# 記述問題 a
記録のうち「walkway shown in the photograph.」を含む行から始めて「[93,220,210,300]」を含む行までを、「bare tree」を「leafless tree」に置き換え、ほかは一切変えずに書き出してください。

# 抜粋資料
天天日記

中国好きのまっちゃんで、書いていたはてなダイアリーを引き継いでいます。

中国映画「赤い鞄」秘境・墨脱(メドク)へ

 2003年の作品。なので、カラーで映像的には問題なく、日本語字幕もあり、見やすく、中国語のヒアリングも楽しめた。
 ストーリーはチベット自治区の東南、インドとの国境に近いメドクと言う地域に、上海のご老人が私財をはたいて小学校を作った。そのことを取材に行く記者一行に、老人を看に行く使命の女医がラサからメドクまで行く間の出来事だ。
 老人は中国の山々を旅するうちに、ヒマラヤに近いこの地域の子供たちが道も無い危険な山を越えて通学しているという事情を知って、近くに学校を建てた。一行にはその学校の校長が、上海の大学にいっていた娘を呼び戻し、ラサから記者たちと一緒に山に戻るところでもあった。

# 課題資料

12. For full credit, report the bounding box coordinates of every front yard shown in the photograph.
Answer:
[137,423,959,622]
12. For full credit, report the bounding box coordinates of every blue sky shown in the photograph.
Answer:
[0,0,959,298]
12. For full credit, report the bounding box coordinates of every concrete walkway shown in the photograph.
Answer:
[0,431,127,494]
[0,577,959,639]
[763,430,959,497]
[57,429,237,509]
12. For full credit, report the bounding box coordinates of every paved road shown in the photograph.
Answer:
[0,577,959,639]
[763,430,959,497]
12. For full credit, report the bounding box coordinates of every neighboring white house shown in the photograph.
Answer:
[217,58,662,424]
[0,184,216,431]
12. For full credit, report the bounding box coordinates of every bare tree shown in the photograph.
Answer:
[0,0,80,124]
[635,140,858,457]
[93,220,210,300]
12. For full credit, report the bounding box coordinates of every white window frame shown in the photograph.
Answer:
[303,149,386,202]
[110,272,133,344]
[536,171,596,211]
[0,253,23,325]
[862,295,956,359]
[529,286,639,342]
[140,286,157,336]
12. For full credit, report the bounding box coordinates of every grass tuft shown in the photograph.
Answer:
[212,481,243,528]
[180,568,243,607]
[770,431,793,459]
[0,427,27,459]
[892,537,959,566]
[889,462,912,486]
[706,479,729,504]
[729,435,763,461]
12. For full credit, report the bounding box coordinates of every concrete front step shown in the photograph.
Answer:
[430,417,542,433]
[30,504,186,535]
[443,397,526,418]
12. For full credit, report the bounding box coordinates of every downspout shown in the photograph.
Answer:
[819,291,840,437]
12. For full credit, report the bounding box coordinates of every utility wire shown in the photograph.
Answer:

# 記述問題 b
抜粋資料によると、上海の老人が私財をはたいて小学校を作ったのはどこの地域ですか。

# 問題の解答 a
12. For full credit, report the bounding box coordinates of every concrete walkway shown in the photograph.
Answer:
[0,431,127,494]
[0,577,959,639]
[763,430,959,497]
[57,429,237,509]
12. For full credit, report the bounding box coordinates of every paved road shown in the photograph.
Answer:
[0,577,959,639]
[763,430,959,497]
12. For full credit, report the bounding box coordinates of every neighboring white house shown in the photograph.
Answer:
[217,58,662,424]
[0,184,216,431]
12. For full credit, report the bounding box coordinates of every leafless tree shown in the photograph.
Answer:
[0,0,80,124]
[635,140,858,457]
[93,220,210,300]

# 問題の解答 b
チベット自治区の東南、インドとの国境に近いメドク（墨脱）という地域です。